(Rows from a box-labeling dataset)
# # #
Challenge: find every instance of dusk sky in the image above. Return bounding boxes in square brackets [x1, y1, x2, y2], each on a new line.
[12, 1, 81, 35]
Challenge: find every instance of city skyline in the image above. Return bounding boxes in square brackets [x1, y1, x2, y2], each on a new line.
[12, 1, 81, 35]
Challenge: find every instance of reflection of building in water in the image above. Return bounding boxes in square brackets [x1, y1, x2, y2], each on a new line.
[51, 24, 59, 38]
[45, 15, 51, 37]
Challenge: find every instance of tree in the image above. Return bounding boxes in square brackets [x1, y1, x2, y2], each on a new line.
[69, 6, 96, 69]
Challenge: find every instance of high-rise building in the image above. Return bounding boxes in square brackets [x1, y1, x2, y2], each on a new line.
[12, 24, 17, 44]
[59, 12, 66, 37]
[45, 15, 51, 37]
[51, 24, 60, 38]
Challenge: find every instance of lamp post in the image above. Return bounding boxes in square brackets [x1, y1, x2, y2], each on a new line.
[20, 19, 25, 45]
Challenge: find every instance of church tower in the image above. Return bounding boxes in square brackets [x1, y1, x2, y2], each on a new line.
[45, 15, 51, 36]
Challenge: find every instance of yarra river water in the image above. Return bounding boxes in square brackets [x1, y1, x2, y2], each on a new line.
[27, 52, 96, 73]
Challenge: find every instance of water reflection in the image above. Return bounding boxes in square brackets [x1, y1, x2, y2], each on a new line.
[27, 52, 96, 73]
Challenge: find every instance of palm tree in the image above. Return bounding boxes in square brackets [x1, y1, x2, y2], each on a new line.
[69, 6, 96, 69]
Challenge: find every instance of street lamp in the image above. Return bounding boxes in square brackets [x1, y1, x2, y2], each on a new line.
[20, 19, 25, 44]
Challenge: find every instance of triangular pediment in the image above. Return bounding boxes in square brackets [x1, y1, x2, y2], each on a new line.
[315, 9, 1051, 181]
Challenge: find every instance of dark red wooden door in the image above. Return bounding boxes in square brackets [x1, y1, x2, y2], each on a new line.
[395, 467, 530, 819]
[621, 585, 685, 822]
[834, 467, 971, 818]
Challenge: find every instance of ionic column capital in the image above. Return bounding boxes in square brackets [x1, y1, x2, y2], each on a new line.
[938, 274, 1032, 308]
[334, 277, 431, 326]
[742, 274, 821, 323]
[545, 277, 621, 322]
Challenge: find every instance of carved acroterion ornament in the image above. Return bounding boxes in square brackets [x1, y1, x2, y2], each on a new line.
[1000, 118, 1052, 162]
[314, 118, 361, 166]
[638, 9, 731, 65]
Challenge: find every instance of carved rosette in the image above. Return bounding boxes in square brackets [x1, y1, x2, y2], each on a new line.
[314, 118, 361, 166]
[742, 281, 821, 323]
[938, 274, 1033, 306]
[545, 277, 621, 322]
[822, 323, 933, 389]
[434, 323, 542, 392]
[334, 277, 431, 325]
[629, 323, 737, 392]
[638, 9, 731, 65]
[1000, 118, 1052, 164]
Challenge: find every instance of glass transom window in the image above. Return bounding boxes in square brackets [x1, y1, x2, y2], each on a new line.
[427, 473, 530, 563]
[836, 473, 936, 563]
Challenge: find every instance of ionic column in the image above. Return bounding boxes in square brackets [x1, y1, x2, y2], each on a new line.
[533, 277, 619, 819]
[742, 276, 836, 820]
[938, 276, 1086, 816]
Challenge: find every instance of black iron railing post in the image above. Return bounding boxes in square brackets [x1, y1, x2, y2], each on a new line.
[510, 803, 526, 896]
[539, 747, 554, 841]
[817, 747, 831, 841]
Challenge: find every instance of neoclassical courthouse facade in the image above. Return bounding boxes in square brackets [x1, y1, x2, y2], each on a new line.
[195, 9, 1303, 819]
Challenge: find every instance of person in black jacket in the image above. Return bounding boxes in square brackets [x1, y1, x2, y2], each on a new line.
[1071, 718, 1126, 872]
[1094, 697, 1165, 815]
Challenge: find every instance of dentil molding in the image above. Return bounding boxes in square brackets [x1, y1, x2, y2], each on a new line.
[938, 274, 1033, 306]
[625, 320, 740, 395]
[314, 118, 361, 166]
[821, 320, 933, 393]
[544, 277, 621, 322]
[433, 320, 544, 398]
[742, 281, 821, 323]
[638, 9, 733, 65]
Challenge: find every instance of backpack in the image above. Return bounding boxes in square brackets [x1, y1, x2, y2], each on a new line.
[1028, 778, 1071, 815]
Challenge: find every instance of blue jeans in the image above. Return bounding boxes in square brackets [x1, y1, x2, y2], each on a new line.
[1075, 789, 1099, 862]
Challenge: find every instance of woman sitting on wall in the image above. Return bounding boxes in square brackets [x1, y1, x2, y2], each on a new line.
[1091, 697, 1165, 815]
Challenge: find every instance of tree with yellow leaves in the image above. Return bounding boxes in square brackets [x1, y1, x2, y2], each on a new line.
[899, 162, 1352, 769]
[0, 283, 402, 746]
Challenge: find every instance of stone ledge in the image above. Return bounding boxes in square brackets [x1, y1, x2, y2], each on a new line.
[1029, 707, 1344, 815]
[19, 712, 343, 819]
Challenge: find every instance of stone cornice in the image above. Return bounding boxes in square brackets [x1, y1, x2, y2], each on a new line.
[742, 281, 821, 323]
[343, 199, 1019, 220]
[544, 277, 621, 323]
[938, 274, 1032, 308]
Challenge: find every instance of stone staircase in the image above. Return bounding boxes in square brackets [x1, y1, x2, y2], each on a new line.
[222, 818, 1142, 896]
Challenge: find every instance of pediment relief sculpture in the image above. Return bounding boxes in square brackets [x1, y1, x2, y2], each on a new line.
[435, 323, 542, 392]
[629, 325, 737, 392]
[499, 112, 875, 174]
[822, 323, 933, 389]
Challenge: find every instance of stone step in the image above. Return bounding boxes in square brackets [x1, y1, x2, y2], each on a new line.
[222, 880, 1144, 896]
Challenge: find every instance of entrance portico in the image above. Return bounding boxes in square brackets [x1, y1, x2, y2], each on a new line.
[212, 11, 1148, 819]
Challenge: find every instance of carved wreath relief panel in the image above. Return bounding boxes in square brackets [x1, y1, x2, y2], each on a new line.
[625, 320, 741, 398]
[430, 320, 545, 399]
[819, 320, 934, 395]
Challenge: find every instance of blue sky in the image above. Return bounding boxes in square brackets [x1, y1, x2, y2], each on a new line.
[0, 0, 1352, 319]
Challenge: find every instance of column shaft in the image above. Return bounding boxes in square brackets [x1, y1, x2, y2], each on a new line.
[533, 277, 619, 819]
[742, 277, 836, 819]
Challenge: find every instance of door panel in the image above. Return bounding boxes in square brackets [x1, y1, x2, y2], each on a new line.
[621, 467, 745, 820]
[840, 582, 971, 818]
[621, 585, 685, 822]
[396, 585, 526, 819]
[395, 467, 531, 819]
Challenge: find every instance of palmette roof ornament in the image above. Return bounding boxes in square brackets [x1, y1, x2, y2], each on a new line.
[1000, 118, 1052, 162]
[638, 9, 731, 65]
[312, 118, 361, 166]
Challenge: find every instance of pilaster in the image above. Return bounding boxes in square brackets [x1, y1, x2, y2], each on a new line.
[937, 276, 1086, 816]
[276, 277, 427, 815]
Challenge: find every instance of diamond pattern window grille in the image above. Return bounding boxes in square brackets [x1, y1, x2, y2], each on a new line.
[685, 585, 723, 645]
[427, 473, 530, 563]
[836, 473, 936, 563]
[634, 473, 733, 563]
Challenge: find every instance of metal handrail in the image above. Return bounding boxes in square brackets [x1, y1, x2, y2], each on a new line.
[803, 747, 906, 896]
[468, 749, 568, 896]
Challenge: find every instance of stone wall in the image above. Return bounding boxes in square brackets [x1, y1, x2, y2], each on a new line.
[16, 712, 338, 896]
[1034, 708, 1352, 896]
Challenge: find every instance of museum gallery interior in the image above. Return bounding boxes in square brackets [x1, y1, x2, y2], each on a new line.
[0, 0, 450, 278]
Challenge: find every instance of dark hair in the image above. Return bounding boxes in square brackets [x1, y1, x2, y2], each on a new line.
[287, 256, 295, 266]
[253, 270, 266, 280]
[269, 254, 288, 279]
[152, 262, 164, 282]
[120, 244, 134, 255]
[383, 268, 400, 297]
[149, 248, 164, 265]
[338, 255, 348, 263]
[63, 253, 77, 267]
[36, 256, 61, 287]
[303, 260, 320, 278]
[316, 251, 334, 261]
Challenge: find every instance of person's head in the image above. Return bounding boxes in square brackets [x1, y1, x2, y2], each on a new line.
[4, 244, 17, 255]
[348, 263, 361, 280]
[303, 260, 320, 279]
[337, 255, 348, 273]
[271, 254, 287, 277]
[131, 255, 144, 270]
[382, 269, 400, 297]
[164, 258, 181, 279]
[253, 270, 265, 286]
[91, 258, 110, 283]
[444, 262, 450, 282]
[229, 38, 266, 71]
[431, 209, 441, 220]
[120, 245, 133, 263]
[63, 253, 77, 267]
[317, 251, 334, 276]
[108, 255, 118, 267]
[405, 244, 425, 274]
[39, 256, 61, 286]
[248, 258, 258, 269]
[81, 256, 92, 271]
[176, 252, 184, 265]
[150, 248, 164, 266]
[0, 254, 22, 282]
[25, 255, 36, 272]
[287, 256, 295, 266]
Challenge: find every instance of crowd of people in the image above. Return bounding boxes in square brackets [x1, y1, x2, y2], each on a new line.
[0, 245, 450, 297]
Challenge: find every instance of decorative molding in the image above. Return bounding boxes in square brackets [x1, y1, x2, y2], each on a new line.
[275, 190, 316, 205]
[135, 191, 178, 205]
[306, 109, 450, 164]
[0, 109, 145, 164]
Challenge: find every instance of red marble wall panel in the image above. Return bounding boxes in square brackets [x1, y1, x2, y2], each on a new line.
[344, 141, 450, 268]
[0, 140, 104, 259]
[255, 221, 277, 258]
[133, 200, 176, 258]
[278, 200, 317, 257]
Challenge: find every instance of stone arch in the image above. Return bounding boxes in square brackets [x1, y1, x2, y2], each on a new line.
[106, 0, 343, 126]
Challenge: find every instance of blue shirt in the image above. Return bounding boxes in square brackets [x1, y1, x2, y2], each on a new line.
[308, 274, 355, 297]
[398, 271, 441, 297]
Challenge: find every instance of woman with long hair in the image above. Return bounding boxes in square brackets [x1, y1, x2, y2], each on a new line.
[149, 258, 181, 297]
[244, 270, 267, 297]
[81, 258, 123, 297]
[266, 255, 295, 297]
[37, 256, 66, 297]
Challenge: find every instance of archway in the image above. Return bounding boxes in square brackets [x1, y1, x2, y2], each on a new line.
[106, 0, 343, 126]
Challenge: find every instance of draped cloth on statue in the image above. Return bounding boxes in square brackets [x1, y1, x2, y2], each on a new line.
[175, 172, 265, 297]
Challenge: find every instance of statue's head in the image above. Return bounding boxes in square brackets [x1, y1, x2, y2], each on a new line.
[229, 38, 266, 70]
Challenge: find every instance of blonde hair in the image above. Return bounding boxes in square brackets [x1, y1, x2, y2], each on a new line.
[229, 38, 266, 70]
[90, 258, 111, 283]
# # #
- [OBJECTIVE]: Rewrite everything from the line containing "Challenge: find every instance of backpack" down to the line containing "[0, 283, 402, 746]", swapping "yellow leaves" for "golden leaves" and leaving the rest unchanged.

- [EXERCISE OUTPUT]:
Challenge: find every instance of backpack in the image above. Return bounding boxes in square brackets [x1, y1, x2, y2], each on a new line.
[1028, 778, 1071, 815]
Challenge: find every instance of blue jeans in the image above. Return bounding boxes in square brackets [x1, y1, x2, y2], each on a new line.
[1075, 789, 1099, 862]
Challenge: find every instance of woman sitting on wall in the image above. Return bounding boxes in square brackets [x1, y1, x2, y2], each on a new line.
[1091, 697, 1165, 815]
Challenge: find every instance of tree with golden leaves in the image above. Return bounding boxes in square brackets [x1, y1, x2, y2], each on a new line.
[899, 162, 1352, 769]
[0, 283, 402, 746]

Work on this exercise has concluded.